• [Extract]
..........

We may be about to reach the extraordinary situation in which Ukip – a party that is less than 25 years old and boasts just one MP – enjoys support from as many national daily papers as the 117-year-old Labour Party, with its 229 MPs. Ukip already has the backing of the Express, a paper that was adept at peddling “alternative facts” long before Donald Trump’s aides invented the term. Now it is rumoured that Arron Banks, the insurance millionaire who bankrolled the Leave.EU campaign and helped to fund Ukip, is mounting a serious bid for the Telegraph.

Whether the present owners, David and Frederick Barclay (rarely given a media outing without the adjective “reclusive” attached), wish to sell is another matter. The Daily Telegraph is still the market leader, with average daily UK sales of 436,000, against the Times’s 363,000 and the Guardian’s 158,000. Its annual operating profits are more than £50m. Despite its move downmarket in recent years, it remains the flagship of respectable conservatism.

But the Barclays, with numerous rounds of redundancies and frequent, even frenzied, changes of editors, have never shown affection for the property that they acquired from Conrad Black in 2004. Many of its better columnists and writers, such as ­Peter Oborne and the football correspondent Henry Winter, have left for rival papers.

Rumours of possible buyers (including the Tory peer Michael Ashcroft and the Independent proprietor, Evgeny Lebedev) have circulated for much of the past year. For all his faults, Black, being more engaged with journalism and more respectful of a traditional English institution, was a better proprietor. Perhaps Banks – the co-owner of Westmonster, a newly launched right-wing news website – would be, too. If nothing else, his support for “nearly 100 per cent” inheritance tax above £5m and nationalisation of the railways would cause some spillage of gin and tonic among the Telegraph’s Home Counties readers.

..........

Carry on the piece about who might buy the Telegraph, picking up right after its last sentence.

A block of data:
..........

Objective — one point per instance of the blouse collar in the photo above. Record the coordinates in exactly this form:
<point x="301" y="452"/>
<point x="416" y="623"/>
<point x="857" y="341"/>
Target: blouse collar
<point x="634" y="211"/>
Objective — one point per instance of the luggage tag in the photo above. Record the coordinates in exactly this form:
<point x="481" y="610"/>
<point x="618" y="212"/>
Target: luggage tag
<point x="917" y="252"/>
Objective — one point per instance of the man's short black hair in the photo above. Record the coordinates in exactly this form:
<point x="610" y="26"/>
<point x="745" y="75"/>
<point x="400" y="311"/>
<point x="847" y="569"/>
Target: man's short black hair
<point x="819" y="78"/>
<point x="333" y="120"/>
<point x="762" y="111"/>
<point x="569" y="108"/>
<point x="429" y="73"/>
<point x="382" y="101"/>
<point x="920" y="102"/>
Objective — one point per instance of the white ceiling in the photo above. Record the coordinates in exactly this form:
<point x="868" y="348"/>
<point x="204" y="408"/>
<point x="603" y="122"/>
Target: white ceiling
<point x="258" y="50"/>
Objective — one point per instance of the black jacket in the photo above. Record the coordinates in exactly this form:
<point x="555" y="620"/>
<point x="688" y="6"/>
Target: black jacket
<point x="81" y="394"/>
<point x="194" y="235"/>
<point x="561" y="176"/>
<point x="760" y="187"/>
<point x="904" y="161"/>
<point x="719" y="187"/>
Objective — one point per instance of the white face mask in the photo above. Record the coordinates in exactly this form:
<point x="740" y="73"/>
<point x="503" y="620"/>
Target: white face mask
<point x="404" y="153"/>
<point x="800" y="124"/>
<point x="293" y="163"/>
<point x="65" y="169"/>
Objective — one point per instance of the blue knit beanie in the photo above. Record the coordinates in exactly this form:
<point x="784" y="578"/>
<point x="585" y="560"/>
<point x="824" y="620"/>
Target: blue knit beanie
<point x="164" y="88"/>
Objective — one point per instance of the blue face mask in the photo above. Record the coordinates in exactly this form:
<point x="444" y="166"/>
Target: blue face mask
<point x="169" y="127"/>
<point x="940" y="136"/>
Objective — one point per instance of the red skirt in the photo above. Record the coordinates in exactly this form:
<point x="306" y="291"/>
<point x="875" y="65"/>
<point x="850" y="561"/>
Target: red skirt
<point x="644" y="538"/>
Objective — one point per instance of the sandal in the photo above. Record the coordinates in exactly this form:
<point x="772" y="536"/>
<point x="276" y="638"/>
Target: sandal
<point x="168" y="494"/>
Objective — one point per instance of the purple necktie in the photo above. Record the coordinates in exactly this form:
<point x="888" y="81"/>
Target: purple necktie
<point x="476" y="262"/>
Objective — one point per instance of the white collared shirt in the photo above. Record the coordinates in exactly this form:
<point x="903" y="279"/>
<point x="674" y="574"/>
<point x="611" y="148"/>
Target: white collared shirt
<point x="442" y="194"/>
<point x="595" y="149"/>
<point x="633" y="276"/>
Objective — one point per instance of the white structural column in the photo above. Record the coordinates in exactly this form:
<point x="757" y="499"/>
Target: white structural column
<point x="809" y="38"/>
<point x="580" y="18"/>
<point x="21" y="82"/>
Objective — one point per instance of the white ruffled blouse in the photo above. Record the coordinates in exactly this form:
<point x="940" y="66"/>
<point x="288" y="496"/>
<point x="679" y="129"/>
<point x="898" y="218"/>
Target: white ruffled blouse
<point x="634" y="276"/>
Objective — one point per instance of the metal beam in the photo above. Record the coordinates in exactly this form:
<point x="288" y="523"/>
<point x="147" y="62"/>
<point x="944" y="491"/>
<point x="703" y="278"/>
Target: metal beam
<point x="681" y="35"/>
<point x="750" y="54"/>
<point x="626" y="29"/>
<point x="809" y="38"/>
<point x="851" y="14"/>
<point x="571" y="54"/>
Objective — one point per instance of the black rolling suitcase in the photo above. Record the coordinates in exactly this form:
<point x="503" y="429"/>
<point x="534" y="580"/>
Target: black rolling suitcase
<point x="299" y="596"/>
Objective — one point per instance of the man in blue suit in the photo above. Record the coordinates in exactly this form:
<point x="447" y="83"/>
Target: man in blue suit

..........

• [Exercise result]
 

That shrinking feeling

Change may also be afoot at the Guardian. In an attempt to stem heavy losses, it is reported, it may soon become a tabloid, printed on the Times presses owned by Rupert Murdoch. This would allow it to dump its uneconomic Berliner presses that have not, as the former editor Alan Rusbridger hoped, started a trend causing other publishers to switch to the same format and contract with the Guardian to print their papers.

Rusbridger rejected the tabloid format because, he once explained to me, the paper’s public-sector job advertising would require 200 pages on some days, making it too unwieldy. Unwieldiness is no longer a danger for the sadly diminished Guardian. But why Rusbridger, the prophet of the digital future, wanted to splash out £80m on new printing presses remains a mystery.

 

Yesterday’s papers

Perhaps Rusbridger was taking the very long view. Old technologies, after a long decline, often come back. Vinyl records are booming, with three million sold last year in the UK, up 53 per cent on 2015. Now Kodak, detecting “a broad resurgence of excitement” about a supposedly obsolete technology, is restoring its 35mm Ektachrome film. Something similar, I predict, will happen to newspapers. Imagine: something you don’t need to recharge or worry about losing, and that doesn’t require a good signal. You could even use it to light the wood fires that are also resurgent. If Gutenberg had invented the tablet and Apple had recently developed newspapers, it would be no contest.

 

Charm and vitriol

Understandably missing from the obituaries of Alexander Chancellor, the former Spectator, Independent magazine and Oldie editor who has died at 77, was any mention of his period as an NS columnist. When I became editor in 1998, he offered me a media
column “full of malice and vitriol”. I eagerly accepted, being keen to recruit the kind of lucid, witty writer he exemplified.

The column was acclaimed, though it wasn’t quite as vitriolic as promised; Chancellor was generally more waspish in conversation than in print. He rang within a few weeks, however, to say that he had been offered a substantial sum to move it to the Daily Telegraph. My response was one of resigned disappointment. “You’re taking this very calmly,” Chancellor said. What, I asked, did he expect me to say? “Well, something like, ‘Fuck off, you mercenary bastard.’” I repeated his words and rang off.

But Chancellor, affable and amusing, was impossible to fall out with and I continued to enjoy, from time to time, the convivial lunches to which he was dedicated.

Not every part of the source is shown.